### Source text
╔══

See, e.g., Valley Dev. Co. v. Weeks, 364 P.2d 730, 734 (Colo. 1961)
(finding no basis for an award of noneconomic damages when the
trial court found no willful and wanton conduct after the
defendants relocated a ditch and deprived the plaintiff of irrigation
water); Anson, 56 P.3d at 120 (holding that where fraud, malice, or
like motives are the cause of injury to property, damages for mental
suffering may be proper and remanding the case to the district
12 court for determination of noneconomic damages attributable to the
plaintiff’s fraud claim); Chyrar v. Wolf, 21 P.3d 428, 430 (Colo. App.
2000) (noting that sentimental and emotional value of lost or
destroyed property may be considered only in cases involving
intentional or reckless infliction of emotional distress).
¶ 27 Hall further contends that the court erred by granting
summary judgment because the Cordells failed to demonstrate that
there was no genuine issue of material fact. The court determined
that, as a matter of law, Hall could not recover noneconomic
damages for destruction of property under Colorado’s current legal
authority. Thus, there was nothing for the Cordells to prove or
disprove as no factual determination was necessary. A court “may
decide a legal question ‘[i]f there is no genuine issue of any material
fact necessary for the determination of the question of law.’”
EnCana Oil & Gas (USA), Inc. v. Miller, 2017 COA 112, ¶ 10 (quoting
C.R.C.P. 56(h)).
¶ 28 As it stands, Colorado law does not permit recovery of
noneconomic damages based on a claim of gross negligence arising
from the loss of a pet or other property. And Hall does not provide
any supporting case law in which courts of this state have awarded
13 emotional distress damages for the loss of a pet under a theory of
gross negligence. Rather, Colorado law limits recoverable damages
for injury to property to the value of the property itself.
Accordingly, the court did not err by granting the Cordells’ motion
for partial summary judgment.

╚══

### Available data
╔══

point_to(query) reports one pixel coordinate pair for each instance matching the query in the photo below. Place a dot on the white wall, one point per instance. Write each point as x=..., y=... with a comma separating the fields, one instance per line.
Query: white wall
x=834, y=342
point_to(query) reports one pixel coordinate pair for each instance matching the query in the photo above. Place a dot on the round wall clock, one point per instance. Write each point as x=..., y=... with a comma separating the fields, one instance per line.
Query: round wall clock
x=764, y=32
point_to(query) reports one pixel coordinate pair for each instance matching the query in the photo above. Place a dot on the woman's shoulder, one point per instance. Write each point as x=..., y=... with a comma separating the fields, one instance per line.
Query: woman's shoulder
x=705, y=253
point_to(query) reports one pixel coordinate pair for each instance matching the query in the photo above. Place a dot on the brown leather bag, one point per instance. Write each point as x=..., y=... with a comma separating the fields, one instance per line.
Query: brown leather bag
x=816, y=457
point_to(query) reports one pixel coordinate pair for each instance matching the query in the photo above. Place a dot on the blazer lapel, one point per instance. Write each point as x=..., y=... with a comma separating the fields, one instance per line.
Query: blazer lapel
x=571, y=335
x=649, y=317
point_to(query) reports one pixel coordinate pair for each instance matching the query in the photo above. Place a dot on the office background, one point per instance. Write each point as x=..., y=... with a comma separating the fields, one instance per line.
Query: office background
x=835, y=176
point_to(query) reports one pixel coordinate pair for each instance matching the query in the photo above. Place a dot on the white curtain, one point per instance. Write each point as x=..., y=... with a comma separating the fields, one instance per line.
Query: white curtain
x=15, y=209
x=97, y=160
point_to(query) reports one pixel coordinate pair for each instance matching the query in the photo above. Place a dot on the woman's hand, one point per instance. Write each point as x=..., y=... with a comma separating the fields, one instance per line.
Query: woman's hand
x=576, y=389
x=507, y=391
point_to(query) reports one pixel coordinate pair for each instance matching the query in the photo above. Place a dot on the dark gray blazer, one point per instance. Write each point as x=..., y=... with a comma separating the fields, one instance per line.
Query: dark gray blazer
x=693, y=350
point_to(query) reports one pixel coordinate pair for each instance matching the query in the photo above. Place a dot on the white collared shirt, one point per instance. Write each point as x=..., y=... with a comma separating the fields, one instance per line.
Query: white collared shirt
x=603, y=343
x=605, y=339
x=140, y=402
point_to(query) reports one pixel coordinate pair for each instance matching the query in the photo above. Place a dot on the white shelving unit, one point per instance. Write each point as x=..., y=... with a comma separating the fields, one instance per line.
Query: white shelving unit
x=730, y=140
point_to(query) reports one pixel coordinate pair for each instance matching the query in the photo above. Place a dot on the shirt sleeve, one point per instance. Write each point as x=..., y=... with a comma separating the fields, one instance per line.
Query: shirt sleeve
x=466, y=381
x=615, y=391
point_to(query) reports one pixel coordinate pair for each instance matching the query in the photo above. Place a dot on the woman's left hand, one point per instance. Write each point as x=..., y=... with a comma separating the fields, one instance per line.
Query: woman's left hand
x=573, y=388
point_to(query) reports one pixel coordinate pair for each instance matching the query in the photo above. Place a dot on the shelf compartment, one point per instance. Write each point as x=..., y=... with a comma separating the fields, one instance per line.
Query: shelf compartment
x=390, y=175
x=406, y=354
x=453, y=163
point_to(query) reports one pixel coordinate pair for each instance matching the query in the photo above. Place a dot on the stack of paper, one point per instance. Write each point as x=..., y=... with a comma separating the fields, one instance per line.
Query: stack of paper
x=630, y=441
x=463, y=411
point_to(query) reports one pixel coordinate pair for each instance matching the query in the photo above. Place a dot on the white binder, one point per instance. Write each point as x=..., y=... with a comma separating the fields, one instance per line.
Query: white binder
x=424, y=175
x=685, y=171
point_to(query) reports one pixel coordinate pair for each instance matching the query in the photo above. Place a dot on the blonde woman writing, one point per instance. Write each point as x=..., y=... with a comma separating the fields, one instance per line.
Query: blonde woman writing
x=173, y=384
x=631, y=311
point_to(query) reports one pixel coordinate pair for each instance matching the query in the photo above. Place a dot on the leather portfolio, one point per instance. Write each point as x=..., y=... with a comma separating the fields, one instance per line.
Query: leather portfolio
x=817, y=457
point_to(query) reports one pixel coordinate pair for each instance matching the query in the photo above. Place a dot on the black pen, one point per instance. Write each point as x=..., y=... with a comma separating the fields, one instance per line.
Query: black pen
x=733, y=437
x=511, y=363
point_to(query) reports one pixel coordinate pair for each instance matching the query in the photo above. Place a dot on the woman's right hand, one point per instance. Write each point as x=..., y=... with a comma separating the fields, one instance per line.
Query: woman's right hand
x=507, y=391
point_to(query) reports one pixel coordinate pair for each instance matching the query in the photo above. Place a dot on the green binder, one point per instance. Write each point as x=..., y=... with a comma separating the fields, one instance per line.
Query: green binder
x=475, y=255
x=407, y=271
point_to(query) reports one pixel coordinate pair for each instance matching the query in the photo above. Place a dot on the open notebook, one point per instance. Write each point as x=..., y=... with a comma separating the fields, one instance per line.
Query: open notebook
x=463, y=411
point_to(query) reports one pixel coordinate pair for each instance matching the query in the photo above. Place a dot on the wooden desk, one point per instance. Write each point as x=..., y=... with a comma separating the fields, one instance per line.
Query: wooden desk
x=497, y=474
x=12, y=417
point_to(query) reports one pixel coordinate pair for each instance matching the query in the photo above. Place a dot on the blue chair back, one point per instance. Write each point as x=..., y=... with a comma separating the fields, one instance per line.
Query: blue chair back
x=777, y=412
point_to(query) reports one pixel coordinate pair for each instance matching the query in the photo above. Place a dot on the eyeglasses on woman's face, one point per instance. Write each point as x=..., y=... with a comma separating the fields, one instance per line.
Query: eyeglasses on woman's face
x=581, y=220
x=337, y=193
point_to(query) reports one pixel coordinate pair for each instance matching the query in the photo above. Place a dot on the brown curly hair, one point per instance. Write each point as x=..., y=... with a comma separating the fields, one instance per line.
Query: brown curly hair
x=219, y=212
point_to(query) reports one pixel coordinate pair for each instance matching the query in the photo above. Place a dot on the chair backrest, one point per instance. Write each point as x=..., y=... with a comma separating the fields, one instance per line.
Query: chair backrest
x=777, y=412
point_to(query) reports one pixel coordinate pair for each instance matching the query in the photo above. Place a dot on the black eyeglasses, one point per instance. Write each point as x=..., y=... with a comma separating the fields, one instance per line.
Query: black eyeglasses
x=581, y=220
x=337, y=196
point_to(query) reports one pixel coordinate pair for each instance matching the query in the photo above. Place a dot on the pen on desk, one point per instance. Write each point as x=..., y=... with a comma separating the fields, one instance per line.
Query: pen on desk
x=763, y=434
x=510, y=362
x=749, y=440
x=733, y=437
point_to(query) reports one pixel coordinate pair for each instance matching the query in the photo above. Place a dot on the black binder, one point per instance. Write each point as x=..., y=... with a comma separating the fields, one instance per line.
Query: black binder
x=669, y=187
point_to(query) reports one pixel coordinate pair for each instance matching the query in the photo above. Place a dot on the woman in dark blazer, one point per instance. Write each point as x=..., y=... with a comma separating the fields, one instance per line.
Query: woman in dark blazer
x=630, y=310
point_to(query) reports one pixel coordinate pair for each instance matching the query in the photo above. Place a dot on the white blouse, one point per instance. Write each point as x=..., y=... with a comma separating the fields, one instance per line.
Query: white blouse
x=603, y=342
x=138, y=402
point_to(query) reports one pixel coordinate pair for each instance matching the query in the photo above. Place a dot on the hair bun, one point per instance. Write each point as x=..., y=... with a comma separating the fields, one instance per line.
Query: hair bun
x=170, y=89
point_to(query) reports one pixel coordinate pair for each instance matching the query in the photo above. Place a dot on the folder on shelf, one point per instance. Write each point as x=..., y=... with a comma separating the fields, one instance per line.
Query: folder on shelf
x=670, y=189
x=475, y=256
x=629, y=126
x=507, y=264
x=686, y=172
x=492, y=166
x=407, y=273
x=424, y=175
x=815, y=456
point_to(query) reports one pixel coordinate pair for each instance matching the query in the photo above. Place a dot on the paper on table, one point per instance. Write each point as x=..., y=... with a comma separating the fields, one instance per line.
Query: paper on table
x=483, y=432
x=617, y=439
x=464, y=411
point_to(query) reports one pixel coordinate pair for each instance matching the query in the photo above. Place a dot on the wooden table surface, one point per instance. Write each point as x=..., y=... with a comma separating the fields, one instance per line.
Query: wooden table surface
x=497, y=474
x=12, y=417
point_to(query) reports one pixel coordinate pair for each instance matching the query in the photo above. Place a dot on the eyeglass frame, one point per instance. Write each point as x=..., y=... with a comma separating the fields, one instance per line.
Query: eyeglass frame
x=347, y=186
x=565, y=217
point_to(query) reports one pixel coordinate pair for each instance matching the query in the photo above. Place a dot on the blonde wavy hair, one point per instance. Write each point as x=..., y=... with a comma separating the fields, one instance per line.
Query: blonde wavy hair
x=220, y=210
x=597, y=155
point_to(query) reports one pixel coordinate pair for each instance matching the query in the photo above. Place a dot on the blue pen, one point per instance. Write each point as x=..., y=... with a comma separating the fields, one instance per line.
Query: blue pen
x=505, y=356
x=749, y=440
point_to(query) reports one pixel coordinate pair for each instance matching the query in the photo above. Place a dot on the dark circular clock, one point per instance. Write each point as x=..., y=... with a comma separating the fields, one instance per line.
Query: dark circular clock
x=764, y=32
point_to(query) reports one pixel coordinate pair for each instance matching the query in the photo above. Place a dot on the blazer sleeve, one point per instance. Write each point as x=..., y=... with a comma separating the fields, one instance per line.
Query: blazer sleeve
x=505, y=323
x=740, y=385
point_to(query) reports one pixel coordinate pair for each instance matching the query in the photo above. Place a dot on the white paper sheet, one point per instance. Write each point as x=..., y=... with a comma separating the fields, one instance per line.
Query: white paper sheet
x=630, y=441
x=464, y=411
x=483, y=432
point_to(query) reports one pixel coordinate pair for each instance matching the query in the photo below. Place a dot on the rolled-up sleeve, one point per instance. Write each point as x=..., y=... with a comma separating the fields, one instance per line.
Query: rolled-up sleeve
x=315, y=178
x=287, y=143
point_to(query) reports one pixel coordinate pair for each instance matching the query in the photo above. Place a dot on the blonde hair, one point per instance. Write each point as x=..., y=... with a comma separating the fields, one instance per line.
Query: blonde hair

╚══

### Exercise 1
Using the court opinion excerpt, can you answer these?
(a) In Valley Dev. Co. v. Weeks, what did the defendants relocate?
(b) What did the court determine about Hall as a matter of law?
(c) To what does Colorado law limit recoverable damages for injury to property?
### Exercise 2
Does each statement agree with the court opinion excerpt? Give yes or no, with the deciding words quoted.
(a) The Cordells' motion that the court granted was for full summary judgment.
(b) Hall supplied Colorado case law awarding emotional distress damages for the loss of a pet under gross negligence.
(c) In Valley Dev. Co. v. Weeks, the trial court found no willful and wanton conduct.
### Exercise 3
Can you continue the court opinion excerpt on Hall's damages claim from its final sentence?
The records are separate material, unrelated to the court opinion excerpt.

### Expected answer 1
(a) A ditch.
(b) That Hall could not recover noneconomic damages for destruction of property under Colorado's current legal authority.
(c) The value of the property itself.

### Expected answer 2
(a) No: "the court did not err by granting the Cordells’ motion for partial summary judgment."
(b) No: "Hall does not provide any supporting case law in which courts of this state have awarded"
(c) Yes: "the trial court found no willful and wanton conduct"

### Expected answer 3
C. Remaining Claims
¶ 29 Hall also asserts that a gross negligence claim permits a party
to recover exemplary damages. However, she did not seek these
damages in the district court. Hall’s response to the motion for
partial summary judgment notes that these damages are
recoverable by statute, but as the district court mentioned in its
order denying Hall’s motion for reconsideration, Hall did not request
or specially plead exemplary damages and that remedy was not
before the court. See Padilla v. Ghuman, 183 P.3d 653, 658 (Colo.
App. 2007) (“A party who seeks damages that are not the usual and
natural consequence of the wrongful act complained of must
specifically plead and prove them.”). We therefore decline to
address this issue because it was unpreserved and is
underdeveloped in Hall’s opening brief. Antolovich v. Brown Grp.
14 Retail, Inc., 183 P.3d 582, 604 (Colo. App. 2007) (declining to
address underdeveloped arguments).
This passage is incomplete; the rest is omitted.